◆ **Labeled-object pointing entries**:
::::::::::

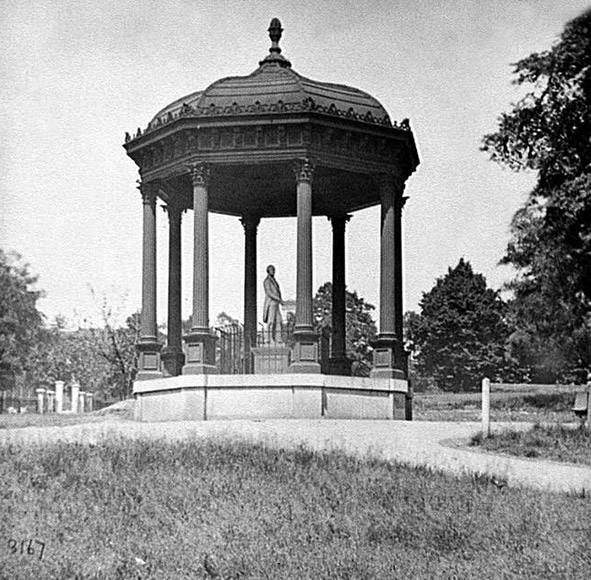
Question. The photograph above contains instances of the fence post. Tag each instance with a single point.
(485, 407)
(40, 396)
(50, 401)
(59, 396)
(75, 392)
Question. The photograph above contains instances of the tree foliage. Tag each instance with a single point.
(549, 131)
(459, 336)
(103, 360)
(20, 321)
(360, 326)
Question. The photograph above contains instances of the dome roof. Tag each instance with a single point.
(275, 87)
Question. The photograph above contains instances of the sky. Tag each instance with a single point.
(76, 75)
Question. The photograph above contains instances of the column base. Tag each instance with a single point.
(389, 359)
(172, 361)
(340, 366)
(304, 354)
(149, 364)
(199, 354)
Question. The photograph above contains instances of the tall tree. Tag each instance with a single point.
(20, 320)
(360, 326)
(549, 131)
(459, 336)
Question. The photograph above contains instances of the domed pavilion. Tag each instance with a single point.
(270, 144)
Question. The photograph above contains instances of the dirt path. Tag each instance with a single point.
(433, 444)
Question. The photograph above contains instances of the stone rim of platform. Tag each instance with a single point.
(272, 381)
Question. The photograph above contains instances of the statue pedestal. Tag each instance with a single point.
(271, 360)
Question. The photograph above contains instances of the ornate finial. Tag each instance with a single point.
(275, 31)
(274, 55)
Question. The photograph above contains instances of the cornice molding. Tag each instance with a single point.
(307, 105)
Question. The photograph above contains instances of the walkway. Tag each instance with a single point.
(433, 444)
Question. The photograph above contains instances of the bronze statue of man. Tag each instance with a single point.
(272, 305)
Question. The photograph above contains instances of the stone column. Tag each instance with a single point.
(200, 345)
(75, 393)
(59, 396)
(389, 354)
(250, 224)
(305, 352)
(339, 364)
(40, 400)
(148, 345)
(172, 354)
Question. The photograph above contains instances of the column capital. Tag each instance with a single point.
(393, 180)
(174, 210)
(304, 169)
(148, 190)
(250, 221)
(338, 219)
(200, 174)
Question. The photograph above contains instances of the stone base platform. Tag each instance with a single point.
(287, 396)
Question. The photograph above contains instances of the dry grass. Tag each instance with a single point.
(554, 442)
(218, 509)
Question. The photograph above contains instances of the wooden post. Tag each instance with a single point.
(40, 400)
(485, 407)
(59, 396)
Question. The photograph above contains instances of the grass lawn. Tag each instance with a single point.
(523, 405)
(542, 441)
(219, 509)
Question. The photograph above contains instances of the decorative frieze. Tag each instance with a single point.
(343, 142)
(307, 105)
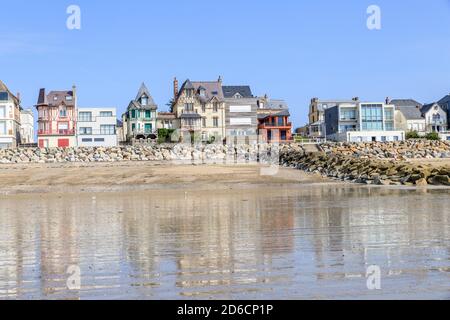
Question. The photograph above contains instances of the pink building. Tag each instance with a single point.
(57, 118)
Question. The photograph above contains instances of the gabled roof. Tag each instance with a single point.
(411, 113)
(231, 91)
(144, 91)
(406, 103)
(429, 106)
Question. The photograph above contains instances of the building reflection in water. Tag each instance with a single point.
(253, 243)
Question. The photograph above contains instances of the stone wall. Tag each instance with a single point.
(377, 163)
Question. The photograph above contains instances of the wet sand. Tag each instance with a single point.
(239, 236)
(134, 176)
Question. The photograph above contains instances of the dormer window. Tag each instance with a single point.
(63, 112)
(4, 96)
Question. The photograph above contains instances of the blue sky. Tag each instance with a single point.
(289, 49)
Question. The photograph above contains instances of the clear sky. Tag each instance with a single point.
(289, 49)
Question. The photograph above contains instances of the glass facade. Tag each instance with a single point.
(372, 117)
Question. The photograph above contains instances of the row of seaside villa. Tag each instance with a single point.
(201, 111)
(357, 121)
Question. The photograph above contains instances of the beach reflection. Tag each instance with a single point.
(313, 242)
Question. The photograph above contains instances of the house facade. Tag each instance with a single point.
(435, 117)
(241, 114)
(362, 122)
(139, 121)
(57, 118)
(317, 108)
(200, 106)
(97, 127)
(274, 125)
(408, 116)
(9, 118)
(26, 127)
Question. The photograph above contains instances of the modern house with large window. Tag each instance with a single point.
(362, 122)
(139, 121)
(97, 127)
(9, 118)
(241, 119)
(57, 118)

::::::::::

◆ **Problem requirements**: Set out every row above as a numbered list, skipping blank lines and leaving the pictures out.

◆ **Final result**:
1. Question. The photograph above contains instances of the fence post. Tag each instance with a single point.
2. (485, 407)
3. (40, 396)
4. (50, 401)
5. (59, 396)
6. (75, 392)
7. Question. The photograph above contains instances of the tree foliage. Tag each instance with a single point.
8. (549, 131)
9. (459, 336)
10. (103, 360)
11. (20, 321)
12. (360, 326)
13. Question. The photograph above contains instances of the dome roof. Tag each instance with a single point.
14. (275, 87)
15. Question. The photograph above contains instances of the sky. Tag each instance with a single point.
16. (76, 75)
17. Question. The photograph above contains instances of the column base. Tag each instance with a single point.
18. (389, 359)
19. (172, 361)
20. (340, 366)
21. (304, 354)
22. (149, 364)
23. (199, 354)
24. Question. The photograph above contains instances of the tall tree. Tag each instance with a single point.
25. (20, 320)
26. (360, 326)
27. (549, 131)
28. (459, 336)
29. Question. The photograph above contains instances of the domed pavilion. Tag each instance with a single point.
30. (270, 144)
31. Question. The photograph above contains instances of the dirt path. Tag each instance with a single point.
32. (433, 444)
33. Question. The photograph above contains instances of the stone rim of platform. Tag each instance with a single point.
34. (272, 381)
35. Question. The photograph above contains instances of the statue pedestal. Tag each instance with a single point.
36. (271, 360)
37. Question. The photograph above contains instances of the ornate finial. Tag each instance with a single point.
38. (275, 31)
39. (274, 55)
40. Question. The photograph above contains instances of the cornice molding. Tag each instance with a single point.
41. (307, 105)
42. Question. The photograph above contains instances of the walkway. Tag each instance with a single point.
43. (433, 444)
44. Question. The photograph above contains instances of the bronze statue of man. Tag each instance with a single point.
45. (272, 305)
46. Question. The photograph above contains instances of the stone column. Tag each instance with a single point.
47. (200, 345)
48. (75, 393)
49. (59, 396)
50. (389, 354)
51. (250, 224)
52. (305, 352)
53. (339, 364)
54. (40, 400)
55. (148, 345)
56. (172, 354)
57. Question. The photograph above contains instances of the column capital. Tag each instance with a single point.
58. (393, 180)
59. (174, 210)
60. (304, 169)
61. (148, 190)
62. (250, 221)
63. (338, 219)
64. (200, 174)
65. Question. The photograph above contains instances of the stone base platform. Tag each instance with a single point.
66. (287, 396)
67. Question. The photograph above contains instances of the dry grass. Tag each instance with a single point.
68. (554, 442)
69. (218, 509)
70. Question. The photograph above contains instances of the wooden post. Tag each instance with a single point.
71. (40, 400)
72. (485, 407)
73. (59, 396)
74. Question. The photograph above contains instances of the grass lawn. Tag each instance with a single point.
75. (523, 405)
76. (542, 441)
77. (219, 509)
78. Question. The photograph above contains instances of the decorative frieze. Tag each instance with a single point.
79. (343, 142)
80. (307, 105)
81. Question. The photograph above contains instances of the pink building. Tag each instance with a single point.
82. (57, 118)
83. Question. The photograph above contains instances of the gabled roof. Tag each instance with a single point.
84. (411, 113)
85. (231, 91)
86. (144, 91)
87. (406, 103)
88. (429, 106)
89. Question. The photograph above contains instances of the building reflection in water. Tag each instance with a single point.
90. (253, 243)
91. Question. The photograph above contains instances of the stone wall. Tag each instance with a single point.
92. (377, 163)
93. Question. The photograph above contains instances of the wet sand. Tag each instance with a single point.
94. (239, 236)
95. (134, 176)
96. Question. The photograph above contains instances of the dormer window. Tag each instance with a single point.
97. (63, 112)
98. (4, 96)
99. Question. The photograph above contains instances of the blue sky. Tag each instance with a single point.
100. (289, 49)
101. Question. The photograph above contains instances of the clear sky. Tag each instance with a single point.
102. (289, 49)
103. Question. The photograph above contains instances of the glass facade. Tag each instance with a single point.
104. (372, 117)
105. Question. The photograph above contains instances of the row of seaside villa. Tag each instance with a single point.
106. (201, 111)
107. (357, 121)
108. Question. The photograph above contains instances of the beach reflection. Tag each instance with a single point.
109. (313, 242)
110. Question. The photograph above contains instances of the house facade. Tag each instance with a single point.
111. (435, 117)
112. (241, 114)
113. (362, 122)
114. (139, 121)
115. (57, 118)
116. (317, 108)
117. (200, 106)
118. (97, 127)
119. (274, 125)
120. (408, 116)
121. (9, 118)
122. (26, 127)
123. Question. The photograph above contains instances of the modern house with large window. Tag each instance with a single point.
124. (362, 122)
125. (139, 121)
126. (97, 127)
127. (9, 118)
128. (241, 119)
129. (57, 118)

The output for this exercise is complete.